— Begin Task input —

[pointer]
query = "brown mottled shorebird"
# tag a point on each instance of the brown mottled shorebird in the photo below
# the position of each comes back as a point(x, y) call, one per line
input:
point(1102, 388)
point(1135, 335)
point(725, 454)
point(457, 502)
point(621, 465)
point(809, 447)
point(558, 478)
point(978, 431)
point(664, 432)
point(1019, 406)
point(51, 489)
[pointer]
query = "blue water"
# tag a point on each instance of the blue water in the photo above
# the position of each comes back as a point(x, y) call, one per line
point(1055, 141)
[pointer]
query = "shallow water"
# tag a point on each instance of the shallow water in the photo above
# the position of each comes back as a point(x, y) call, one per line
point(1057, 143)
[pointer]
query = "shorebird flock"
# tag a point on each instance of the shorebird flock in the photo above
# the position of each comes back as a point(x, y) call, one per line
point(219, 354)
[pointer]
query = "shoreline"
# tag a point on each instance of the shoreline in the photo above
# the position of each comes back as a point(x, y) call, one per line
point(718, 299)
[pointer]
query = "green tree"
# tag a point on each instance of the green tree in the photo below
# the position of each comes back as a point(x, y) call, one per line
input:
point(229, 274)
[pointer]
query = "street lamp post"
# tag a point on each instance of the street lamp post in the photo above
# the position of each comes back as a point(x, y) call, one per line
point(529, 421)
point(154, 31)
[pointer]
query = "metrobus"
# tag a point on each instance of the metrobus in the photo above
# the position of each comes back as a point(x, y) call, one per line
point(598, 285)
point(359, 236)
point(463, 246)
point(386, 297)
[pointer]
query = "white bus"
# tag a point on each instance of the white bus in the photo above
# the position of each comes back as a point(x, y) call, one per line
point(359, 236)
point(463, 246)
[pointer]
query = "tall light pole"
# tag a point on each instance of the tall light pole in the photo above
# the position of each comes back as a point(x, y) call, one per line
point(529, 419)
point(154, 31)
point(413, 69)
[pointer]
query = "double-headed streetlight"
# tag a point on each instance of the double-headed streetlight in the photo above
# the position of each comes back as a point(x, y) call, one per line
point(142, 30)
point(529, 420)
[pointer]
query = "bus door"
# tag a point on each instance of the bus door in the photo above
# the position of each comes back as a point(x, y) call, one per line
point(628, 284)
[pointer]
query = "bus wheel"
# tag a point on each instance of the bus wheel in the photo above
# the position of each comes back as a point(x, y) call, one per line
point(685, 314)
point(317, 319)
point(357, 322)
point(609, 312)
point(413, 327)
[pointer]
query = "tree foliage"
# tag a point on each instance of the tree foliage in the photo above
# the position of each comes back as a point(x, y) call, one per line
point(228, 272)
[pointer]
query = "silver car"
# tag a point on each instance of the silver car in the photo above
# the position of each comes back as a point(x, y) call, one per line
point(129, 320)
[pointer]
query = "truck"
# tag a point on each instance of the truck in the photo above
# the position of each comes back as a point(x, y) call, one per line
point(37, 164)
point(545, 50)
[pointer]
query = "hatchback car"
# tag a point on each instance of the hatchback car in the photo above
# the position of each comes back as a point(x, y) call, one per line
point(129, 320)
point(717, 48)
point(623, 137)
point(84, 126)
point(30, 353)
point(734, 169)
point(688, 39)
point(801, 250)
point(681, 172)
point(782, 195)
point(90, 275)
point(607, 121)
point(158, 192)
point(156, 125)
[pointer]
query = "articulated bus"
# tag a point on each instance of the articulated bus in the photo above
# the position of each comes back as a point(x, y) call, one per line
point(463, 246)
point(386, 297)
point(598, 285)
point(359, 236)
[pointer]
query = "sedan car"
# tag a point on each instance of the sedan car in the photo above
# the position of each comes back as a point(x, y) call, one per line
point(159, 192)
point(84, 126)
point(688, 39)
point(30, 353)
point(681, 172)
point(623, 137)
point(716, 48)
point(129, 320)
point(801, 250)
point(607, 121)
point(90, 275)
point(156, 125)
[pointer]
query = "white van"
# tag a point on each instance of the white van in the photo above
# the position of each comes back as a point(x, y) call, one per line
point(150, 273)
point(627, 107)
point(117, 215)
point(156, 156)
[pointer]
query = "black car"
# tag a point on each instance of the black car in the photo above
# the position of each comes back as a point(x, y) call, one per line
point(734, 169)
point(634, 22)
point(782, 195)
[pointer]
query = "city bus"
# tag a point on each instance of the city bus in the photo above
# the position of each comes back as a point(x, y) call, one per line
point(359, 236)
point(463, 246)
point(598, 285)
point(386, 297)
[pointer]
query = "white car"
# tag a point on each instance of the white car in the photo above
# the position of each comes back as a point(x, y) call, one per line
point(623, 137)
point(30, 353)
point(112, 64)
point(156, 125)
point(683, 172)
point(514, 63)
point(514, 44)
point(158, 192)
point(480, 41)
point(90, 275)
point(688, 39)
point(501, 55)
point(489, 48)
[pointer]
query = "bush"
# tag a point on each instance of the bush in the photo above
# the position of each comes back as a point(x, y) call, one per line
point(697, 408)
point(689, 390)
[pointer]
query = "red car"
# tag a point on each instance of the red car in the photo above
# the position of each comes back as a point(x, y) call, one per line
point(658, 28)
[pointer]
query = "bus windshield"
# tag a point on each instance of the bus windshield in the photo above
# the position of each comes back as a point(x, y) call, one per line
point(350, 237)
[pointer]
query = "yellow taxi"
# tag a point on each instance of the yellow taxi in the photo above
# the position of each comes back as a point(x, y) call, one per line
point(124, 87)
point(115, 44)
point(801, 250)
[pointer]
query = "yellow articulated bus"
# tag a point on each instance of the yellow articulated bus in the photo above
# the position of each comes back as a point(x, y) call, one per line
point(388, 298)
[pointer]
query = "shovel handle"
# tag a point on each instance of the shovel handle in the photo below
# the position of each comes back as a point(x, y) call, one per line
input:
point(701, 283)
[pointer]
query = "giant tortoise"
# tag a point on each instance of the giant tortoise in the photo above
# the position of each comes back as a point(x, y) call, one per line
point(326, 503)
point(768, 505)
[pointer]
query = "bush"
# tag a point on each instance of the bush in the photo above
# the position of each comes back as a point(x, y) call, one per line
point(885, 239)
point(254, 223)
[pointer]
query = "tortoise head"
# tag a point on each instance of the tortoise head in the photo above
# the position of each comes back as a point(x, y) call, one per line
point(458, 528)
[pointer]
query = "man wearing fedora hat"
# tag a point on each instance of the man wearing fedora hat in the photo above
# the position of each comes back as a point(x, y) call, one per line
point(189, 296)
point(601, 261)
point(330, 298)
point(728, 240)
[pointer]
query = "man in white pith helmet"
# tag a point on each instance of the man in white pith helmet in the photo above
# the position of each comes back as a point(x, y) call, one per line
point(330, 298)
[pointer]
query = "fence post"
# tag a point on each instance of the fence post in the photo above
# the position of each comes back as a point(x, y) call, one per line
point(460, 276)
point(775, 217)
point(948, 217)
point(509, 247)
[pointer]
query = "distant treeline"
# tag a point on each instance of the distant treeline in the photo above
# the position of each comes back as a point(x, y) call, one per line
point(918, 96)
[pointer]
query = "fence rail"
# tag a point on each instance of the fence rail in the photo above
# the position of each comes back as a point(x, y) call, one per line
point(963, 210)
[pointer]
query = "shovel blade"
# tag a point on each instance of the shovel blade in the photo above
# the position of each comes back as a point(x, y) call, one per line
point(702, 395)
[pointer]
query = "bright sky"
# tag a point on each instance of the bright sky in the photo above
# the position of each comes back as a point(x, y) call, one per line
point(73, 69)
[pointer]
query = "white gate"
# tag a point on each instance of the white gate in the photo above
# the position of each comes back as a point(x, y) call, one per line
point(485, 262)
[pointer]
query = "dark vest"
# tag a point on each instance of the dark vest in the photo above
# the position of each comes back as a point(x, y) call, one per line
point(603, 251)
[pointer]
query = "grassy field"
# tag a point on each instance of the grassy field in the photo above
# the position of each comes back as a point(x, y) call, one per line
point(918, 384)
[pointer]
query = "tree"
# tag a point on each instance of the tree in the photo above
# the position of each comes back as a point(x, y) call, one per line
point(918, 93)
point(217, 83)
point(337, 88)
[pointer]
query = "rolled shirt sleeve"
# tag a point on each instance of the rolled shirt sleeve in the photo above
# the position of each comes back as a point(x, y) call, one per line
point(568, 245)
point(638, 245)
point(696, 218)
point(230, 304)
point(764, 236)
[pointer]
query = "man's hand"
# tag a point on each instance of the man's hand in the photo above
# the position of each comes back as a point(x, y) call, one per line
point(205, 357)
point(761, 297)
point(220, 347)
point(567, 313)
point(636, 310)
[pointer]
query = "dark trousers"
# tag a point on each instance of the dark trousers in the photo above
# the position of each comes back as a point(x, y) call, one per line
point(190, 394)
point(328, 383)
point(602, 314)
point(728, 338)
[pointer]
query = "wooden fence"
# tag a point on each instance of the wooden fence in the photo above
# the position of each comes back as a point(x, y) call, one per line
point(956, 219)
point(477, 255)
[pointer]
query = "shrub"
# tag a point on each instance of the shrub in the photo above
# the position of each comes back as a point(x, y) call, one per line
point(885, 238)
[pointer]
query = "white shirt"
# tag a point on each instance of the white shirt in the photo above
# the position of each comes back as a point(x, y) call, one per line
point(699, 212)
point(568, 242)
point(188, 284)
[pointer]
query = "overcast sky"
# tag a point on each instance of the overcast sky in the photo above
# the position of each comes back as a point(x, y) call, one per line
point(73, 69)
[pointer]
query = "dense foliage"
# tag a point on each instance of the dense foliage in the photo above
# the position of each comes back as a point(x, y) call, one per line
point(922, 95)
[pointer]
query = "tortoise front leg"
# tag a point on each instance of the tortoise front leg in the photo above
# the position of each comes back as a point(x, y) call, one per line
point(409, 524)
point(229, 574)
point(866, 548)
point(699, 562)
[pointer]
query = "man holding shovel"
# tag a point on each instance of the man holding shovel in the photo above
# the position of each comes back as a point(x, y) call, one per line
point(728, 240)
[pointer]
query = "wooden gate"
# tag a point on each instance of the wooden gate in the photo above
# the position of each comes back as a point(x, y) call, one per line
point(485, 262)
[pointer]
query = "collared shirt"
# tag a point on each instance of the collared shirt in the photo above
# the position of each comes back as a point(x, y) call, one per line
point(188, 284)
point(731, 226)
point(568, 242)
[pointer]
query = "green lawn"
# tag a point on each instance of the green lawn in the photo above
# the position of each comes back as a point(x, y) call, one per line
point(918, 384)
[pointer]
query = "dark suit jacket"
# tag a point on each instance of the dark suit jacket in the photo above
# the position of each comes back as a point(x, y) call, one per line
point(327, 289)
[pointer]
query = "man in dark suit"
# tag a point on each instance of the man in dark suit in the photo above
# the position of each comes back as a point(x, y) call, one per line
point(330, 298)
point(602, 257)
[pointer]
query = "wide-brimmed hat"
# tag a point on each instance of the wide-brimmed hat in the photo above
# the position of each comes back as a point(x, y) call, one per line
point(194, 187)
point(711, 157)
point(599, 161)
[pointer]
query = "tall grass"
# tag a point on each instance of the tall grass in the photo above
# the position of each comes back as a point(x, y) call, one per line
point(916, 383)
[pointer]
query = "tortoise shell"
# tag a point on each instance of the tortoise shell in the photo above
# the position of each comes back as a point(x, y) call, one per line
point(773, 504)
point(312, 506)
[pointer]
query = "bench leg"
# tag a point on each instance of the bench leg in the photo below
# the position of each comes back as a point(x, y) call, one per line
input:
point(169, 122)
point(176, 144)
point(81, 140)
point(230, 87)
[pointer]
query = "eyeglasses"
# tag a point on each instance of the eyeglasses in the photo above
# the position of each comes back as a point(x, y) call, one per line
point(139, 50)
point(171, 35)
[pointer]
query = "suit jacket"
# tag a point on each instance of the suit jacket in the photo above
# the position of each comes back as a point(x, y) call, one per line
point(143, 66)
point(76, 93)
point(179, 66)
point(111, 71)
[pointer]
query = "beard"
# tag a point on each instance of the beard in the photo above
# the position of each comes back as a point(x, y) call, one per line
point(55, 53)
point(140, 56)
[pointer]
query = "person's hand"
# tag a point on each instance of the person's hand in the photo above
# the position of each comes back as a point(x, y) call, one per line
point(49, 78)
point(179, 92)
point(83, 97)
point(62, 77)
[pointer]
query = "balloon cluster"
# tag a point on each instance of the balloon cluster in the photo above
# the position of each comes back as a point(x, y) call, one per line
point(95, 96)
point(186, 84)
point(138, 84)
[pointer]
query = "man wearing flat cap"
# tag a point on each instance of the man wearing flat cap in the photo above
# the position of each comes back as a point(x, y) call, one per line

— End Task input —

Put the lines of the records above, from the first line through the line containing "point(1055, 141)", into a numbered list, skipping any blank lines.

1. [pointer]
2. query = "brown mottled shorebird"
3. # tag a point on each instance of the brown mottled shorebird in the photo below
4. # the position of each comes back as a point(x, y) call, one per line
5. input:
6. point(1102, 388)
7. point(1135, 335)
8. point(725, 454)
9. point(457, 502)
10. point(621, 465)
11. point(809, 447)
12. point(558, 478)
13. point(978, 431)
14. point(664, 432)
15. point(1019, 406)
16. point(51, 489)
17. [pointer]
18. query = "blue water"
19. # tag a point on each instance of the blue water in the photo above
20. # the position of each comes back as a point(x, y) call, one per line
21. point(1055, 141)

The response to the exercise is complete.